__Task goal__:
Leave out the images and repeat the listing below without a single change.

Location labeling records:
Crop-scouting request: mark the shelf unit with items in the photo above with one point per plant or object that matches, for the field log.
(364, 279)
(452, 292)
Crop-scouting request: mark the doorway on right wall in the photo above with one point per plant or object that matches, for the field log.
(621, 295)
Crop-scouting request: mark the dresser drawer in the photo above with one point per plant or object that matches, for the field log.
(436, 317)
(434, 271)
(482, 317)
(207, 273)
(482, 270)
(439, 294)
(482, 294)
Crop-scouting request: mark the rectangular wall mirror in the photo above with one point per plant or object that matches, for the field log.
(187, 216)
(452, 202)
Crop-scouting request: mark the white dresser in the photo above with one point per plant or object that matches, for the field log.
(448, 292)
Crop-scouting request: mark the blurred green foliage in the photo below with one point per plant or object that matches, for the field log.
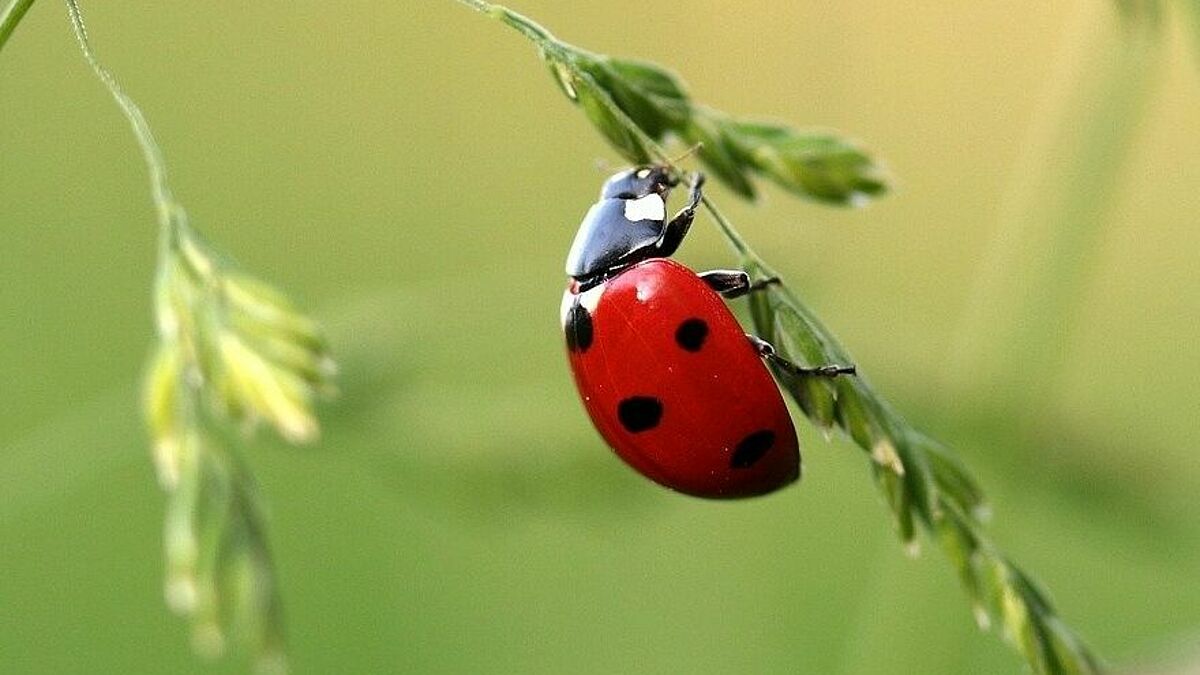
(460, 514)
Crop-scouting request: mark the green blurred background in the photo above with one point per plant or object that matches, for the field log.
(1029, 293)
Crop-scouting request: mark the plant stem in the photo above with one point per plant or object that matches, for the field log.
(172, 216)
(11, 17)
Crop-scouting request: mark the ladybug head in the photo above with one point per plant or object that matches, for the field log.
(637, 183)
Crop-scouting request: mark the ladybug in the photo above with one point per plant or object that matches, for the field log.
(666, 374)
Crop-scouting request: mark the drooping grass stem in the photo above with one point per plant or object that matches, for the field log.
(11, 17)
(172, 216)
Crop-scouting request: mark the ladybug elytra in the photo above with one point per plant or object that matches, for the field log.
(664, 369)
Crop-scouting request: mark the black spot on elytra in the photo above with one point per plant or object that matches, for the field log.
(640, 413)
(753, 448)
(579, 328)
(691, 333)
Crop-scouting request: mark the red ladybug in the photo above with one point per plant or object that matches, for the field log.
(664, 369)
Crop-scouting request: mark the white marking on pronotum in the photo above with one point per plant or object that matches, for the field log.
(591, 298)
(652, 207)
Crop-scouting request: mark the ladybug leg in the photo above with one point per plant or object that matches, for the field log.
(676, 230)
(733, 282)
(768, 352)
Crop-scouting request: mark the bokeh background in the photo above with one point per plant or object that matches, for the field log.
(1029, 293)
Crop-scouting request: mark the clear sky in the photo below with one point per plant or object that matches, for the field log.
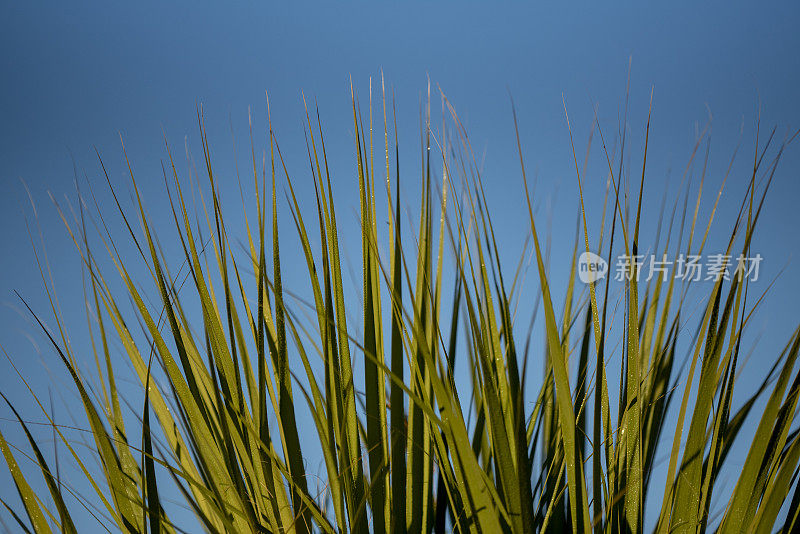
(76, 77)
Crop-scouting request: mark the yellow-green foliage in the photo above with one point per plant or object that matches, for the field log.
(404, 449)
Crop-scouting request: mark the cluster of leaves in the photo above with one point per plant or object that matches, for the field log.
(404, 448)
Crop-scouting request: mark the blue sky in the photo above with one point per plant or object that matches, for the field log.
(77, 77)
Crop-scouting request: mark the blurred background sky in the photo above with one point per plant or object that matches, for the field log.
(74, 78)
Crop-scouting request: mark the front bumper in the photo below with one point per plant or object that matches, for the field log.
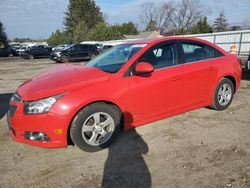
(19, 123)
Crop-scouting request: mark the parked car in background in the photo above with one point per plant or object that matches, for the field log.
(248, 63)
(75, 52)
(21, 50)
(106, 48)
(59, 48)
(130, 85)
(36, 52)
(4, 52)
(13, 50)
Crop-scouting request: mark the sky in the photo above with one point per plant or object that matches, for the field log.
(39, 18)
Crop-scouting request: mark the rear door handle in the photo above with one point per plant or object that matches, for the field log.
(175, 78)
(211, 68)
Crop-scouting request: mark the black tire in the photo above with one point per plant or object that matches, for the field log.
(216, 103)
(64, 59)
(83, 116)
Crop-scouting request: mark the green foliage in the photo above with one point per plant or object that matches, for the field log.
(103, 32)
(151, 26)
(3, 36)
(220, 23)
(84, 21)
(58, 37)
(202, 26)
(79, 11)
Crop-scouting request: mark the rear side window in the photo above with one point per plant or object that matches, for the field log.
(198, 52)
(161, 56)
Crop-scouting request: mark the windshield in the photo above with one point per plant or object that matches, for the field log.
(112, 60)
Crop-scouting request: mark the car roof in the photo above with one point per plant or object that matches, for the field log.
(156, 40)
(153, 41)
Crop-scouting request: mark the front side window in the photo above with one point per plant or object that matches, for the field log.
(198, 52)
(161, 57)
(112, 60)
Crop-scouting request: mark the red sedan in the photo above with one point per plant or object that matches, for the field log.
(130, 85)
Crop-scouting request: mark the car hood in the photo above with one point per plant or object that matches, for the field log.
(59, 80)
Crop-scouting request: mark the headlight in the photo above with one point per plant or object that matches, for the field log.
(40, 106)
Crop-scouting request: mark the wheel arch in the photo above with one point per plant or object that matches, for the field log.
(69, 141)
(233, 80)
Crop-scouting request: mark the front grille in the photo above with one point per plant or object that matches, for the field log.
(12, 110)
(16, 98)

__Solved problem__:
Crop-scouting request: mark the shelf unit with items in the photo above with one point per plant or object that matches, for the field log.
(364, 279)
(452, 292)
Crop-scouting request: mark the doorway on right wall in the photo above with one point per plant or object that matches, for the field log.
(621, 295)
Crop-scouting request: mark the dresser drawer in the photo above with one point per plant or object that matches, for the field log.
(436, 317)
(434, 271)
(482, 317)
(207, 273)
(482, 270)
(439, 294)
(482, 294)
Crop-scouting request: mark the rectangular wall mirror in the photo above with one point per plant or object that matches, for the field log.
(187, 216)
(452, 202)
Crop-scouting request: mark the white dresser in the photo above with one point per plant or object that matches, for the field log.
(448, 292)
Crop-scouting request: mark the blurred green foliage in the photo below with one point per plant or object that matches, for the field log.
(460, 514)
Crop-scouting request: mark the green blurred background in the photo above with one point per plant or object that matches, for the field log.
(1029, 293)
Crop-scouting request: mark the plant stem in the photo above with one point per plant or object that matches, for the field log.
(172, 216)
(11, 17)
Crop-scouting request: mark the ladybug head in the photo above with one point per plant or object that matches, for the field log.
(637, 183)
Crop-scouting request: mark the ladybug in the photo above with one point per plant or object that matches, for the field log.
(666, 374)
Crop-scouting request: mark the drooping grass stem in the photo above with one point per plant or object that matches, for the field log.
(11, 17)
(172, 216)
Crop-scouting request: mark the ladybug elytra in the photo above with one point per plant or object that matches, for the field log.
(664, 369)
Crop-scouting request: mark the black spot on elytra in the photo above with one point per plant or object that matches, for the field log.
(640, 413)
(753, 448)
(579, 328)
(691, 333)
Crop-scouting request: mark the red ladybug in the photo above with one point per plant or object that matches, for the field log.
(664, 369)
Crop-scouting request: mark the white marking on pronotum in the photo above with one point per plant or object that matches, for the field log.
(591, 298)
(652, 207)
Crop-scouting request: mark the ladybug leg in the photo above with one point per plant or object that matches, for the field log.
(676, 230)
(733, 282)
(768, 352)
Crop-scouting request: mark the bokeh background in the photo above with one point per plant or object that matches, for the field log.
(1029, 293)
Crop-scouting request: mark the clear sky in the photo below with one point per plant or object that matches, for the field log.
(76, 77)
Crop-scouting request: mark the yellow-green foliage in the photo above with one point per plant or object that matches, for the field log.
(404, 449)
Crop-scouting request: mark the cluster of leaves in the photo above with one point per plant or object that matches, for the field log.
(404, 448)
Crop-scouting request: mark the blue sky in the photo above with one point per plant or object that matches, for the field log.
(77, 77)
Crop-scouting request: mark the blurred background sky in the photo above with one point per plant or object that matches, for the field log.
(74, 78)
Crop-scouting request: mark the front bumper in the photo below with one point per plant or object that matches, for the field log.
(19, 123)
Crop-scouting request: mark the parked car in background in the photo above with one point per plant or object that matches, for the field log.
(248, 63)
(75, 52)
(21, 50)
(106, 48)
(59, 48)
(130, 85)
(36, 52)
(4, 52)
(13, 50)
Crop-scouting request: mark the sky in the photo above with one point per plant or object that matches, for the field log.
(39, 18)
Crop-scouting request: mark the rear door handle in the photo above with one point per plant or object that matches, for the field log.
(175, 78)
(211, 68)
Crop-scouting request: mark the black tire in the photo above with one point per plant or object that matches, for the field log.
(216, 103)
(64, 59)
(83, 116)
Crop-scouting request: mark the green foliage in the photo above with one point per plant or object that matches, for the field log.
(103, 32)
(151, 26)
(3, 36)
(220, 23)
(84, 21)
(58, 37)
(202, 26)
(79, 11)
Crop-scouting request: mark the rear side window in the photo above with one point per plant or object that matches, for the field log.
(198, 52)
(161, 56)
Crop-scouting request: mark the windshield in the photo above with one point per plant or object that matches, for the field log.
(112, 60)
Crop-scouting request: mark the car roof in the photo above with one point per plant or object that matches, for the field log.
(156, 40)
(153, 41)
Crop-scouting request: mark the front side window in the photo above with one point per plant or object that matches, for the field log.
(198, 52)
(161, 57)
(112, 60)
Crop-scouting request: mark the red sedan in the photo above with one point per plant or object that matches, for the field log.
(130, 85)
Crop-scouting request: mark the car hood in the photo above with one point per plant or object that matches, for the field log.
(59, 80)
Crop-scouting request: mark the headlight in the photo above with one point per plant or object that matches, for the field log.
(40, 106)
Crop-scouting request: mark the wheel arch in the photo above with one point per plant or object that matches, for the field log.
(69, 141)
(233, 80)
Crop-scouting request: mark the front grille in the photo above with one point per plant or object that matches, for the field log.
(12, 110)
(16, 98)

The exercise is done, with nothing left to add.